Input data:

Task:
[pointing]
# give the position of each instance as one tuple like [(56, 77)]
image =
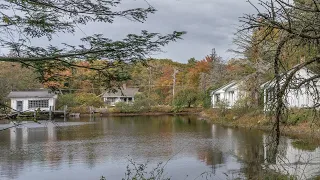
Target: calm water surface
[(88, 149)]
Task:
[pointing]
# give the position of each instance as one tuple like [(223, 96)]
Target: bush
[(89, 99), (66, 99), (185, 98), (222, 107)]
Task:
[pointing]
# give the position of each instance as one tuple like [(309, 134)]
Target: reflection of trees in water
[(141, 138)]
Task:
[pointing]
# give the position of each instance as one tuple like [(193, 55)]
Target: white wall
[(117, 99), (52, 103), (226, 96)]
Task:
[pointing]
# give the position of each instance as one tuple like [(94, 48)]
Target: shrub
[(185, 98), (222, 107), (89, 99), (66, 99)]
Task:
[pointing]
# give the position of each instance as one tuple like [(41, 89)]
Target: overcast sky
[(209, 24)]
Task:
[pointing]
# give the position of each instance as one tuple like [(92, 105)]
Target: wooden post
[(50, 113), (65, 112)]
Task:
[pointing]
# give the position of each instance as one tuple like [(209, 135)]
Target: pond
[(189, 148)]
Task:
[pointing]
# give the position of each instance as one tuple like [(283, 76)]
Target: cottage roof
[(128, 92), (301, 74), (31, 94), (225, 87)]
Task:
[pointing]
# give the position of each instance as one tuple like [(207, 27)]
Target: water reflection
[(87, 150)]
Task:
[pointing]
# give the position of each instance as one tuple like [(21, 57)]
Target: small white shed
[(302, 97), (125, 95), (229, 94), (32, 100)]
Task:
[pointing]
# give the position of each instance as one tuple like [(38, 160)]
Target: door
[(19, 106)]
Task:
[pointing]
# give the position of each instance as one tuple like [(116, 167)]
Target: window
[(38, 103)]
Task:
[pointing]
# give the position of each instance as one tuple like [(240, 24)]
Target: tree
[(24, 20), (14, 77), (290, 27), (186, 98)]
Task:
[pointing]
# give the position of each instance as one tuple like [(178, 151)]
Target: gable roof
[(128, 92), (225, 87), (31, 94)]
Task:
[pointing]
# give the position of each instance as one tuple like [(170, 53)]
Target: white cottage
[(125, 95), (32, 100), (303, 97), (229, 94)]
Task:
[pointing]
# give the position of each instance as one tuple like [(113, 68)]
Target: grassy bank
[(125, 111), (300, 124)]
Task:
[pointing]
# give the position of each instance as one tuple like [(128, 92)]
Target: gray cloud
[(209, 24)]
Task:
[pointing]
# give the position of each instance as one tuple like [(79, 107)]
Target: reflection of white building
[(291, 161)]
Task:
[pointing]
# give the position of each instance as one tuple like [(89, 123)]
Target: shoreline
[(301, 131), (140, 114)]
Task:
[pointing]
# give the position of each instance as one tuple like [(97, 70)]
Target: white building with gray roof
[(32, 100), (124, 95)]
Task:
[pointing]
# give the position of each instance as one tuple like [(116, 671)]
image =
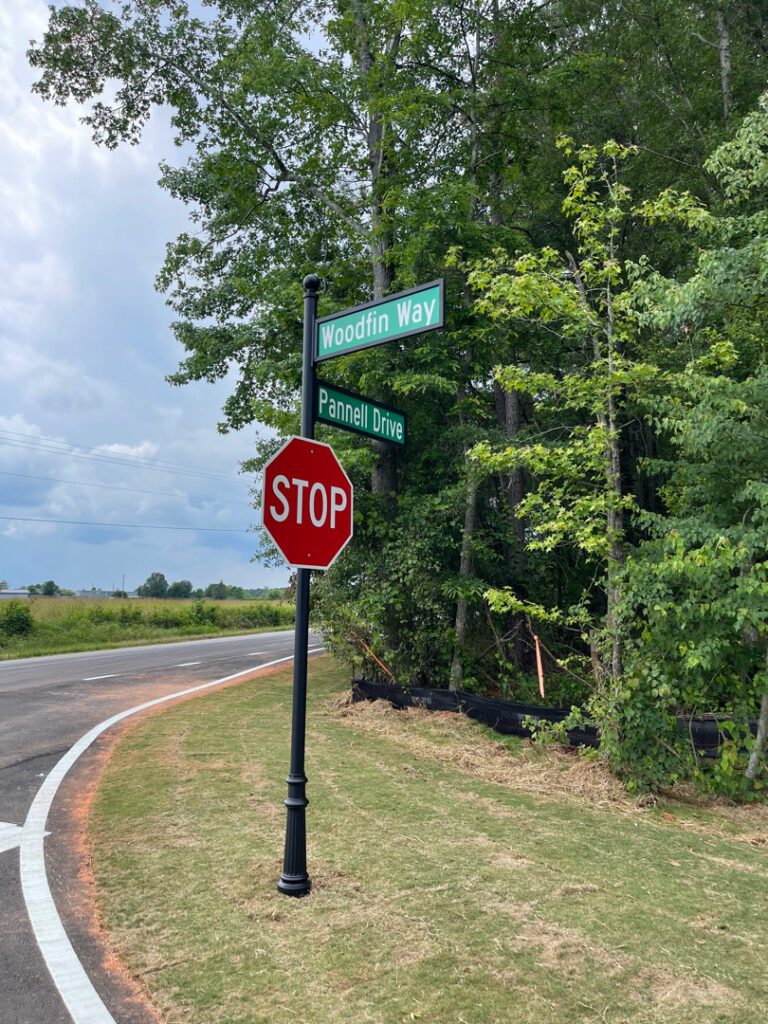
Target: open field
[(457, 880), (67, 624)]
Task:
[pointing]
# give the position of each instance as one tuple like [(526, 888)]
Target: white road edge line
[(75, 987)]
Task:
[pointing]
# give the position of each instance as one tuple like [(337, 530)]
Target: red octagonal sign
[(307, 504)]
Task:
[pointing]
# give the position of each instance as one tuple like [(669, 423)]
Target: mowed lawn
[(456, 879)]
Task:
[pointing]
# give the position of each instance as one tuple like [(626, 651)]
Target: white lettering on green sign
[(360, 415), (396, 317)]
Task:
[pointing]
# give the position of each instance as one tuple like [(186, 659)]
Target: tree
[(696, 590), (156, 585), (180, 588)]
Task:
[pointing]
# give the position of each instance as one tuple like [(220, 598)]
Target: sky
[(85, 345)]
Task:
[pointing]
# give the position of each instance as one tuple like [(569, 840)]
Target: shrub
[(15, 619)]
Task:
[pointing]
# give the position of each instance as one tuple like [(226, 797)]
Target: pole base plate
[(294, 885)]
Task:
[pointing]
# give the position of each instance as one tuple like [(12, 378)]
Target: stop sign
[(307, 504)]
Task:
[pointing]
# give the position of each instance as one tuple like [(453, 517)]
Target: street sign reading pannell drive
[(307, 504)]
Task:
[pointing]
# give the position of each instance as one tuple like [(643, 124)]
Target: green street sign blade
[(340, 408), (395, 316)]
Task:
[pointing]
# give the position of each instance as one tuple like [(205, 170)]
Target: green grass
[(61, 625), (457, 881)]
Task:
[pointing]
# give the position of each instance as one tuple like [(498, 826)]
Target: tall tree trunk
[(384, 476), (465, 570), (760, 741), (724, 49), (614, 517)]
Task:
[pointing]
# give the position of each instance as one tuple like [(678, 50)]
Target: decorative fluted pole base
[(294, 881)]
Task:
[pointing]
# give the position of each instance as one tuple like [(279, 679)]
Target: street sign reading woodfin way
[(340, 408), (395, 316), (308, 500)]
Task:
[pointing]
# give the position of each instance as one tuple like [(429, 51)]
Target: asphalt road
[(46, 705)]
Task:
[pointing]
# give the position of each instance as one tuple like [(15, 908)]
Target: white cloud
[(84, 349)]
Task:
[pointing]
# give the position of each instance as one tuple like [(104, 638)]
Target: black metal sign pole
[(294, 881)]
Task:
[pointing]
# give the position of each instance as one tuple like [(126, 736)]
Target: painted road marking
[(75, 987)]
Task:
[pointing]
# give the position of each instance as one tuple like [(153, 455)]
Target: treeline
[(585, 478), (156, 585)]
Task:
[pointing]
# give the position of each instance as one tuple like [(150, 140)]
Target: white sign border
[(309, 440)]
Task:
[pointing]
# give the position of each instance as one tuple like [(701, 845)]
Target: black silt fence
[(508, 717)]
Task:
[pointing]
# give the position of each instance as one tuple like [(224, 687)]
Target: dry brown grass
[(552, 771), (455, 739)]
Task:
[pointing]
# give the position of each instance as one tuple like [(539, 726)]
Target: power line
[(115, 486), (122, 525), (99, 451), (119, 460), (38, 440)]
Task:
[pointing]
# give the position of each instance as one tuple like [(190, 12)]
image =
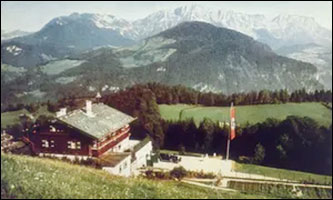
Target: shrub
[(178, 173)]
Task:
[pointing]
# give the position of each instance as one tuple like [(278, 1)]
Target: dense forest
[(294, 143)]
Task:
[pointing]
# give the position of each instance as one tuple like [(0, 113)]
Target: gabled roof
[(105, 120)]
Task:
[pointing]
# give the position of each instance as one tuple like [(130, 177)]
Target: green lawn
[(282, 173), (28, 177), (252, 114)]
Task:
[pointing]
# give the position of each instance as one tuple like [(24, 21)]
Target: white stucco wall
[(122, 169), (142, 156), (121, 146)]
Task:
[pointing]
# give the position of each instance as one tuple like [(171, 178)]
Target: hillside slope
[(252, 114), (27, 177)]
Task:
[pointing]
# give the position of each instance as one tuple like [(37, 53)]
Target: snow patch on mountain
[(15, 50)]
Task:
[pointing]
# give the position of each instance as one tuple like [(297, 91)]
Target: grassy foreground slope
[(283, 173), (28, 177), (252, 114)]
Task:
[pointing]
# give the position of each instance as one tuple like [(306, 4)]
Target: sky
[(33, 15)]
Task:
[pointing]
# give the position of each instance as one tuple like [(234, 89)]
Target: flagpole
[(228, 141)]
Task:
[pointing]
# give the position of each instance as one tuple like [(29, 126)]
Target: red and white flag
[(233, 123)]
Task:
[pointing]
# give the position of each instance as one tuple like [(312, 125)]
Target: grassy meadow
[(251, 114), (27, 177)]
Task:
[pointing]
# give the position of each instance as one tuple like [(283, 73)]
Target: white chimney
[(89, 108), (62, 112)]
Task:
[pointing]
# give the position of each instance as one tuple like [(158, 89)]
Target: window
[(74, 145), (45, 144), (53, 129), (52, 143)]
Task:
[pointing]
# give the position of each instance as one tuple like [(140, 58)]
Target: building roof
[(112, 159), (140, 145), (105, 120)]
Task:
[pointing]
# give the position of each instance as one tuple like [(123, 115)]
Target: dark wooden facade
[(57, 138)]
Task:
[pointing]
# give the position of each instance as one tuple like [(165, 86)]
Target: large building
[(96, 131)]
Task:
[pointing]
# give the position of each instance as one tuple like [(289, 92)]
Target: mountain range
[(209, 50), (68, 35), (194, 54)]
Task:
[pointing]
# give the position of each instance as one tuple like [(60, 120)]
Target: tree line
[(180, 94)]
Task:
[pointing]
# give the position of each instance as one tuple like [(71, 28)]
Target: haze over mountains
[(96, 51)]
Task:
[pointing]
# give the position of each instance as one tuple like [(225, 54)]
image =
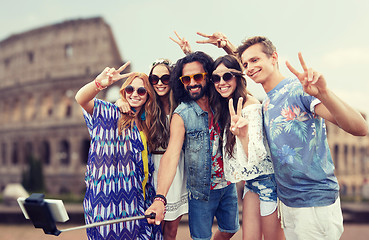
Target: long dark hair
[(161, 121), (221, 111)]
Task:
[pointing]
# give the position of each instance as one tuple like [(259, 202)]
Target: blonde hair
[(149, 110)]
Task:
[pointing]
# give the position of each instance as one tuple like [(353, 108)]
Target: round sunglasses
[(155, 79), (215, 78), (140, 91), (198, 77)]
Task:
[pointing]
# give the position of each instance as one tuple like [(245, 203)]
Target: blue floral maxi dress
[(114, 178)]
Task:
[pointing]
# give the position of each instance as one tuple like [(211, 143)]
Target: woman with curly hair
[(177, 203)]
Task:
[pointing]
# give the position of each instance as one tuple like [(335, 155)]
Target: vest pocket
[(195, 140)]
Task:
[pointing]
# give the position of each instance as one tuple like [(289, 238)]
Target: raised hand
[(312, 81), (111, 75), (183, 43), (218, 39), (239, 124)]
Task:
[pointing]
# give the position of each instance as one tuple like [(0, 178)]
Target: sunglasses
[(155, 79), (215, 78), (140, 91), (198, 77)]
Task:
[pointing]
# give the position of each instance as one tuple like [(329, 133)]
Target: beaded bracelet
[(162, 198), (98, 85)]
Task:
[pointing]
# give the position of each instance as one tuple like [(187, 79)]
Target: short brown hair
[(267, 46)]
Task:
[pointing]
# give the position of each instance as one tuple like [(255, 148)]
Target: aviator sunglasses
[(215, 78), (140, 91), (155, 79), (198, 77)]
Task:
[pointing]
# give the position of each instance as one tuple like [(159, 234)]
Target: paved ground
[(13, 226), (28, 232)]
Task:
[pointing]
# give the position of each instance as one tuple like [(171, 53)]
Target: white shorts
[(312, 222)]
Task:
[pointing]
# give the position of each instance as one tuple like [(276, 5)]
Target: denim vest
[(197, 154)]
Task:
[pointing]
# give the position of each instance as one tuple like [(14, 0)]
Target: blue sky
[(332, 35)]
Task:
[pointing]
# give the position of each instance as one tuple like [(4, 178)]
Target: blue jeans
[(222, 204)]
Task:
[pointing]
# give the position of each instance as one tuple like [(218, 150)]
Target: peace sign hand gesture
[(218, 39), (312, 81), (183, 44), (239, 125), (111, 75)]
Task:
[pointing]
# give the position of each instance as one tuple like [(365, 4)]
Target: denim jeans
[(222, 204)]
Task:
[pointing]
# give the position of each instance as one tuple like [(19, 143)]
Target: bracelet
[(161, 198), (98, 85)]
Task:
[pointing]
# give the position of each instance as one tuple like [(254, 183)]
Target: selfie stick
[(44, 212)]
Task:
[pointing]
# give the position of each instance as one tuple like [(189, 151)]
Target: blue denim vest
[(197, 154)]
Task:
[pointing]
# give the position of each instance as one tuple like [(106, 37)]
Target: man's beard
[(196, 96)]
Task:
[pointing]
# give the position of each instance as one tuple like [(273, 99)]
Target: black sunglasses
[(155, 79), (198, 77), (140, 91), (215, 78)]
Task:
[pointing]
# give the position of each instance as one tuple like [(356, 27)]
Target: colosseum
[(40, 72)]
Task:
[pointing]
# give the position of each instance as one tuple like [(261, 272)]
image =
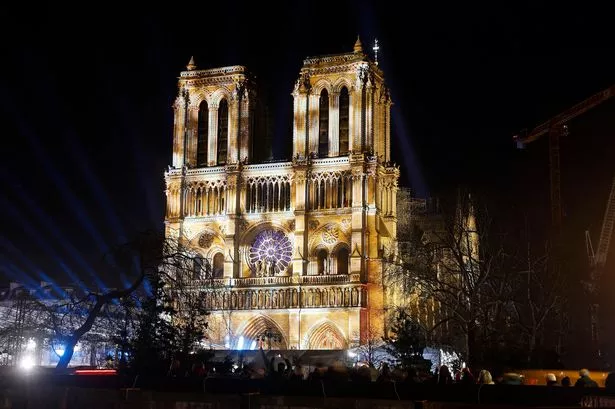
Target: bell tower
[(341, 105)]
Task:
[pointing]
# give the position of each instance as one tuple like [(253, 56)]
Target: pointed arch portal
[(326, 336), (262, 332)]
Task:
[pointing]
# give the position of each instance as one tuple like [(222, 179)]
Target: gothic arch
[(198, 97), (259, 326), (325, 335), (251, 232), (218, 95), (341, 83), (334, 234), (320, 85)]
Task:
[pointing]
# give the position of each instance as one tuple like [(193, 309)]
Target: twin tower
[(295, 248)]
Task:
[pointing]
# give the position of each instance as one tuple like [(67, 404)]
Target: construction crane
[(555, 128), (597, 261)]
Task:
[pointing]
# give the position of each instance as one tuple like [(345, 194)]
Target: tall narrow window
[(197, 268), (203, 131), (344, 120), (218, 270), (322, 261), (342, 261), (222, 132), (323, 130)]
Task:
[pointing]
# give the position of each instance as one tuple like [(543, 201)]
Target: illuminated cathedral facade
[(295, 248)]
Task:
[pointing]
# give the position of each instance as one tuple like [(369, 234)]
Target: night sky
[(86, 94)]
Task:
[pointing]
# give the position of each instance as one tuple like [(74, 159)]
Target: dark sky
[(86, 94)]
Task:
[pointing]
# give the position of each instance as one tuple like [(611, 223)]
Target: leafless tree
[(460, 268)]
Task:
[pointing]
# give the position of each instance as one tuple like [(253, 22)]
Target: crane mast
[(555, 128)]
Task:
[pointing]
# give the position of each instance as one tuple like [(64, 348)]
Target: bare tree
[(461, 269), (539, 298)]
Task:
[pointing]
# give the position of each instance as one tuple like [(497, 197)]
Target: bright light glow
[(95, 372), (27, 363)]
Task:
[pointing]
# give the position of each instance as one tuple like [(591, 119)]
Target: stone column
[(232, 153), (298, 195), (358, 223), (212, 147), (334, 124), (178, 131), (191, 132), (369, 117), (313, 117), (300, 116), (245, 128)]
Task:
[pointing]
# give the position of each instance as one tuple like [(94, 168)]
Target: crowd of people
[(282, 369)]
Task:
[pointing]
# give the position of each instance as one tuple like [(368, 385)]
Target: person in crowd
[(444, 376), (485, 378), (551, 379), (585, 380), (609, 382), (466, 376), (385, 374), (412, 376)]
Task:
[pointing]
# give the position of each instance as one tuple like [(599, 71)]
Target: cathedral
[(295, 249)]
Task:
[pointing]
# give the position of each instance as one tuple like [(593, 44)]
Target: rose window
[(271, 253)]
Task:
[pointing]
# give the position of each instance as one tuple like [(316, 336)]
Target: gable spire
[(358, 47), (191, 65)]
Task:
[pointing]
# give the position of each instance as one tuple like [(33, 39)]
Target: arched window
[(323, 130), (222, 132), (218, 265), (202, 134), (197, 268), (344, 121), (342, 261), (322, 261)]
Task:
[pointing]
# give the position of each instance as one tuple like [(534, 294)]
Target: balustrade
[(283, 298)]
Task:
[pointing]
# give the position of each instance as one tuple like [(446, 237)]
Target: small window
[(322, 261), (344, 129), (323, 130), (203, 131), (218, 271), (342, 261), (222, 132)]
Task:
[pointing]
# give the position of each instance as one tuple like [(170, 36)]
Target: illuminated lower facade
[(296, 248)]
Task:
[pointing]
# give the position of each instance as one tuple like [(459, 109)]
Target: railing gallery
[(277, 281), (283, 298)]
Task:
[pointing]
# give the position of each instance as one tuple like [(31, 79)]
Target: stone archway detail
[(259, 326), (326, 335)]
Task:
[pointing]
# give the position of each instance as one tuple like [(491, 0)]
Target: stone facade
[(296, 248)]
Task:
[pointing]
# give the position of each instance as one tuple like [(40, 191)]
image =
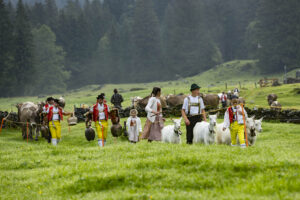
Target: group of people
[(53, 115), (193, 111)]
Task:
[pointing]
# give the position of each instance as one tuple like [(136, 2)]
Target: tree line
[(46, 48)]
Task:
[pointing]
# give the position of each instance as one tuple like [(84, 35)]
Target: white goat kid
[(172, 133), (204, 132)]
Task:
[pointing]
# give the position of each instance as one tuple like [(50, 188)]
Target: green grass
[(77, 169)]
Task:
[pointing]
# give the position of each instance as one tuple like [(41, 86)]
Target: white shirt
[(239, 116), (194, 109)]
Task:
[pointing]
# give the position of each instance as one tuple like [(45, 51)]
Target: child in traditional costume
[(55, 115), (100, 116), (134, 126)]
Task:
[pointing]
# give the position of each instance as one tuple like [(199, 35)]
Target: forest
[(49, 46)]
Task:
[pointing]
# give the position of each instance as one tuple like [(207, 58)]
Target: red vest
[(230, 111), (96, 112), (223, 96), (50, 114), (47, 106)]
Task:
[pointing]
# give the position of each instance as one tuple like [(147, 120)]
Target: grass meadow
[(78, 169)]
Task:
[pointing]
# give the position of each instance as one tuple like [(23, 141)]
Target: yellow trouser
[(237, 129), (55, 130), (99, 128)]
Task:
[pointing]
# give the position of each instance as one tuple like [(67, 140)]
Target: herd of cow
[(30, 118)]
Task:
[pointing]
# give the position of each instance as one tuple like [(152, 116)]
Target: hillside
[(211, 81)]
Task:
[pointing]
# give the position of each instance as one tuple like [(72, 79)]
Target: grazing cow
[(211, 100), (271, 98), (276, 106), (172, 133), (204, 132), (175, 100), (28, 112)]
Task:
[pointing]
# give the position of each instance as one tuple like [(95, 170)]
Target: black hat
[(50, 99), (194, 86)]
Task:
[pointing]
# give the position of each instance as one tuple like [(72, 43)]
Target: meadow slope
[(77, 169)]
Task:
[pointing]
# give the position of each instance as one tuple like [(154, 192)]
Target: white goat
[(204, 132), (171, 133)]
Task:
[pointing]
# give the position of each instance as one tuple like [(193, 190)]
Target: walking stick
[(245, 129), (1, 125)]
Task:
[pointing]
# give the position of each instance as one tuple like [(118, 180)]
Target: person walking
[(234, 120), (224, 100), (154, 123), (193, 112), (100, 116), (55, 116), (117, 99)]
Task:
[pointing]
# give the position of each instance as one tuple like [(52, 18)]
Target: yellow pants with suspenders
[(99, 129)]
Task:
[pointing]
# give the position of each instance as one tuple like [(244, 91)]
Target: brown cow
[(271, 98)]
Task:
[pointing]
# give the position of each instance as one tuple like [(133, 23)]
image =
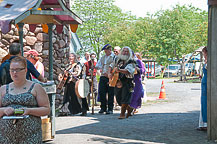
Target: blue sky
[(141, 7)]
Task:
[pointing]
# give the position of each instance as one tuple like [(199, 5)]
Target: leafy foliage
[(99, 17)]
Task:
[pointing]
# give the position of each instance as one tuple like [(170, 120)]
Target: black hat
[(107, 46)]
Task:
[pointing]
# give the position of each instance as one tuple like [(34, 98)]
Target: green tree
[(98, 17), (176, 33)]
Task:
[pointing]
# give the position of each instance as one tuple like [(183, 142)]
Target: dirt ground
[(170, 121)]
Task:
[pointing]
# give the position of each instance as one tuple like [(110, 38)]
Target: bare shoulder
[(38, 87), (38, 90), (2, 90)]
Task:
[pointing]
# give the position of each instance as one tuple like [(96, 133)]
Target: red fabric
[(88, 66)]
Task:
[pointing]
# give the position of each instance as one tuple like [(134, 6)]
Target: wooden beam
[(38, 19), (21, 17), (49, 12), (37, 5), (211, 75)]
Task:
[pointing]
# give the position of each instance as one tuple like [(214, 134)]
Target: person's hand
[(110, 76), (60, 77), (117, 70), (138, 69), (45, 80), (9, 111), (26, 111)]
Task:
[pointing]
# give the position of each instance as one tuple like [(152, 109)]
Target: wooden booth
[(48, 13)]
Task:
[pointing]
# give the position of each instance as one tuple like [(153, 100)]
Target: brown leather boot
[(123, 110), (129, 111)]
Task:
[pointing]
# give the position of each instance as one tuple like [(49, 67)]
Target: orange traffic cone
[(162, 91)]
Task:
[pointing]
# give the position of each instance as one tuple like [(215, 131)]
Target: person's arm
[(124, 71), (31, 68), (40, 68), (99, 64), (4, 110), (43, 108), (42, 79)]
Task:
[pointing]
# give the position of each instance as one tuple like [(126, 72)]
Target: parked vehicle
[(188, 68), (172, 70), (151, 71)]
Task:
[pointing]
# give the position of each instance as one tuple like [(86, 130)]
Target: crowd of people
[(127, 91), (120, 83)]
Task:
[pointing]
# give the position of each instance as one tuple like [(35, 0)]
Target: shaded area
[(167, 128)]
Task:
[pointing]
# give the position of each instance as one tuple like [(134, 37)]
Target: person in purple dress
[(138, 93)]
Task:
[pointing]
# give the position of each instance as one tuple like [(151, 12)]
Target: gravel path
[(170, 121)]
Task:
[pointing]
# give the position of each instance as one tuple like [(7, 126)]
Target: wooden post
[(51, 96), (212, 69)]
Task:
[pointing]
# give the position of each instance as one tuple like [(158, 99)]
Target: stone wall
[(40, 42)]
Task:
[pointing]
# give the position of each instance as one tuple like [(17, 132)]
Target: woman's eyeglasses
[(16, 70), (115, 51)]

Work instructions: Put every line from the start of the data down to the line that contains "[(89, 99), (66, 99), (185, 98), (222, 107)]", both ends included, into a JSON list of strings, one string per line. Leave out blank lines and pictures.

Answer to this task:
[
  "Task:",
  "[pointing]",
  "# give the position of each instance as one tuple like [(56, 77)]",
  "image =",
  "Target: calm water surface",
  "[(88, 149)]",
  "Task:",
  "[pointing]",
  "# give the position of each instance as one tuple like [(223, 96)]",
  "Target: bush",
  "[(89, 99), (66, 99), (185, 98), (222, 107)]"
]